* **Job**: How many lines of the records below contain the string "yellow", counting case as significant? Reply with the number only.
───── Dataset records ─────
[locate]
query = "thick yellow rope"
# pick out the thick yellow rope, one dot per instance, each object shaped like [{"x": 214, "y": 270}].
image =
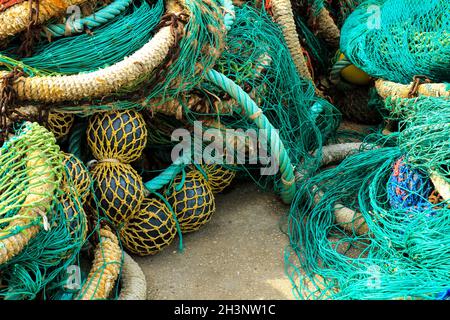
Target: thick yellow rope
[
  {"x": 105, "y": 268},
  {"x": 391, "y": 89},
  {"x": 283, "y": 15}
]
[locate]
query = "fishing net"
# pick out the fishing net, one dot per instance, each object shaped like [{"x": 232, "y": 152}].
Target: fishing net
[
  {"x": 39, "y": 237},
  {"x": 397, "y": 40},
  {"x": 374, "y": 226},
  {"x": 117, "y": 135},
  {"x": 150, "y": 230},
  {"x": 219, "y": 178},
  {"x": 108, "y": 45},
  {"x": 118, "y": 191},
  {"x": 192, "y": 200},
  {"x": 258, "y": 61},
  {"x": 398, "y": 257}
]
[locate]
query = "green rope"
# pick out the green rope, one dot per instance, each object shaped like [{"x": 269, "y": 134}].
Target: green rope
[
  {"x": 255, "y": 114},
  {"x": 95, "y": 20}
]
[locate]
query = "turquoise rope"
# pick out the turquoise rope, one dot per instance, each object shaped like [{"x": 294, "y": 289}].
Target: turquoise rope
[
  {"x": 167, "y": 176},
  {"x": 256, "y": 115},
  {"x": 95, "y": 20},
  {"x": 174, "y": 215},
  {"x": 229, "y": 13},
  {"x": 75, "y": 139}
]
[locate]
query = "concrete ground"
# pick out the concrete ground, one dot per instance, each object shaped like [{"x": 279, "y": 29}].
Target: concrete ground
[{"x": 238, "y": 255}]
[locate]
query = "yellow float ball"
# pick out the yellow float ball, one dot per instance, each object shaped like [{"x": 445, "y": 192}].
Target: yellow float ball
[
  {"x": 219, "y": 178},
  {"x": 75, "y": 217},
  {"x": 60, "y": 123},
  {"x": 76, "y": 175},
  {"x": 354, "y": 75},
  {"x": 194, "y": 203},
  {"x": 117, "y": 135},
  {"x": 118, "y": 189},
  {"x": 150, "y": 230}
]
─────
* **Reply to the task**: 6